───── Artigo ─────

Debate entre Ciro Gomes e Gregório Duvivier motivou professor federal a falar de suas percepções sobre o pedetista

Brasil de Fato | Porto Alegre |
Ciro Gomes debateu com Gregório Duvivier em seu canal - Foto: Reprodução

Assisti o “debate” entre o Ciro Gomes e o Gregório Duvivier no programa Ciro Games, e tenho acompanhado esta ronha entre eles desde o episódio sobre o Ciro no Greg News, que também assisti.

Eu já escrevi em 2018 sobre as razões pelas quais votei no Ciro naquela eleição, curiosamente pelo mesmo motivo que o Duvivier também alegou ter votado, nesta edição do Greg News: porque, em função do antipetismo da época, intuía que Bolsonaro venceria a eleição contra o Haddad, o que acabou ocorrendo. Portanto, aquele voto não tinha nada a ver com Haddad ou Ciro, era um veto ao Bolsonaro mesmo, um voto útil, pragmático.

Hoje eu não voto mais em Ciro nem no primeiro turno, em parte porque acredito mesmo que, neste momento histórico, Lula é o melhor nome para estancar esta sangria moral, social, econômica, política e institucional que vivemos. Não digo que com ele vamos sair do buraco em que estamos porque as condições são catastróficas, mas parar de descer já é alguma coisa. Mas em outra parte a coisa se deve ao Ciro mesmo, ao que ele se tornou e talvez ao que ele sempre foi. Sintetizei isso em duas razões abaixo.

─────

▶ _Instruções da tarefa_
Escreva a continuação do artigo sobre Ciro Gomes a partir da última frase apresentada. Não é preciso consultar os registros.

───── Material fornecido ─────

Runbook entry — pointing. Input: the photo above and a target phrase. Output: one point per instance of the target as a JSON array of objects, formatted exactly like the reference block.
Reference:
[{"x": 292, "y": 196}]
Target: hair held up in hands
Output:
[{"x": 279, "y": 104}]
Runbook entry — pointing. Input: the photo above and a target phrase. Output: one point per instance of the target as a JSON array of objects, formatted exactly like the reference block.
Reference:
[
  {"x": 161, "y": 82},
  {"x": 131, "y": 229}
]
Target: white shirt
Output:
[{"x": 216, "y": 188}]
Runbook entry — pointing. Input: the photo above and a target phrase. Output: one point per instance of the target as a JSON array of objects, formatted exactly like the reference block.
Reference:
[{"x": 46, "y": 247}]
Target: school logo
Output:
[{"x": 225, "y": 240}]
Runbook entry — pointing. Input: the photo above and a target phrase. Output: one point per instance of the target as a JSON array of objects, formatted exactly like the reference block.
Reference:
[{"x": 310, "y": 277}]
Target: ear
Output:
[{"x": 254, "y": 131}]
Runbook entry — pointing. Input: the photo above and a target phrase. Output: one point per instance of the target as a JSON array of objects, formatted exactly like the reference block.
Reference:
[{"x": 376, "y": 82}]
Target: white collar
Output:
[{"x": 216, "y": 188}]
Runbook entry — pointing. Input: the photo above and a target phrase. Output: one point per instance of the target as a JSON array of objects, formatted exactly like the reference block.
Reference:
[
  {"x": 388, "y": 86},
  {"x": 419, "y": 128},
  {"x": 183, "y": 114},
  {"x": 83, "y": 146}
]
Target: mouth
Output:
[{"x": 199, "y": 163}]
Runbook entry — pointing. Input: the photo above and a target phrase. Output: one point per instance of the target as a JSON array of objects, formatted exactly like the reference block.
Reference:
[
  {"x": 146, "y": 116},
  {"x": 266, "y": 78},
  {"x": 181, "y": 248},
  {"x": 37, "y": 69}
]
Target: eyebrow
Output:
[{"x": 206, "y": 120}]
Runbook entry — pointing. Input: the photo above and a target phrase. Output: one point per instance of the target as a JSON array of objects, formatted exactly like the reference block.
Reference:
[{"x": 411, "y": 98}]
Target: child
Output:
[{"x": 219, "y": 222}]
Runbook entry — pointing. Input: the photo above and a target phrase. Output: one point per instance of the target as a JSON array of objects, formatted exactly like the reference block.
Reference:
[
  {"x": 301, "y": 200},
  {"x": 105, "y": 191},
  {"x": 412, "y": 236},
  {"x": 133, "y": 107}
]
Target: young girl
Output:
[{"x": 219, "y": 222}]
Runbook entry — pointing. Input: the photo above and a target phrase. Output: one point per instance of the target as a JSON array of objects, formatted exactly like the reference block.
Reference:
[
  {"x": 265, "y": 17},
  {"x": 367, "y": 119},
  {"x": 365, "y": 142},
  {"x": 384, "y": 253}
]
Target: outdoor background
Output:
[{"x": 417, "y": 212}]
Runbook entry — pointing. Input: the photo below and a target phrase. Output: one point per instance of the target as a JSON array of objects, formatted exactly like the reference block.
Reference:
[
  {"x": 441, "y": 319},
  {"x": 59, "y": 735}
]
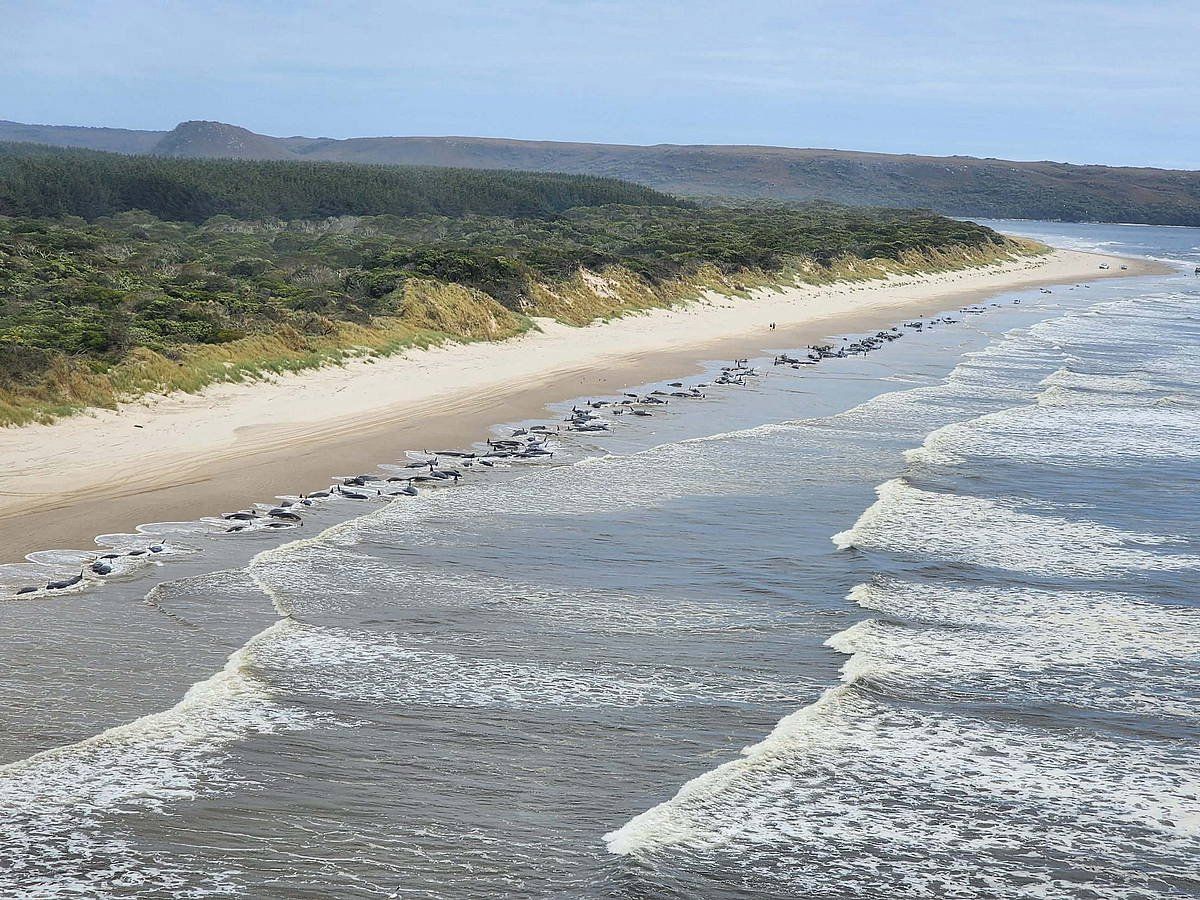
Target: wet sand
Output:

─────

▶ _Resposta da tarefa_
1) Uma primeira razão tem a ver com o contexto histórico. Desde meu voto em 2018 muita coisa mudou. De um lado, Ciro, frustrado e ressentido, foi pra Paris, saiu de cena quando o Brasil mais precisava dele; de outro, o antipetismo murchou parcialmente, tanto que Lula tem hoje quase metade das intenções de votos já no primeiro turno, parte pela comparação óbvia entre a tragédia Bolsonaro e a era Lula/PT, mas parte também pelo desmascaramento da Lava Jato, fator que, explorado pela mídia, foi fundamental para forjar o antipetismo que abateu Haddad na última eleição. De lá pra cá o antipetismo refluiu na mesma proporção do derretimento do governo Bolsonaro e da credibilidade da Lava Jato e seus artífices.

Mas Ciro, sei lá porque desrazão, se agarra no (e fomenta o) antipetismo para tentar se viabilizar, exatamente com o mesmo discurso que elegeu Bolsonaro: de que o PT faliu economicamente o Brasil (o argumento econômico) e de que Lula é corrupto e assaltou o país (o argumento moral). A mesma dobradinha que a grande mídia usou para forjar o antipetismo no qual Bolsonaro surfou para se eleger.

Pra mim tem um duplo problema aqui. O primeiro é político, nesta de discursar que o PT e Lula assaltaram e faliram o Brasil, Ciro fica parecendo um lavajatista extemporâneo, fora de hora, que faz duvidar de porquê ele mesmo, por tanto tempo, fez parte dos governos petistas e em 2018 queria o apoio do PT para a sua candidatura. Mas isso é tão ilógico que ele também parece um terraplanista quando age assim, o que não combina nem com a sua biografia nem com a sua inteligência. Isso corrói a crença de que sua postura atual seja honesta, o que depõe sobre sua credibilidade.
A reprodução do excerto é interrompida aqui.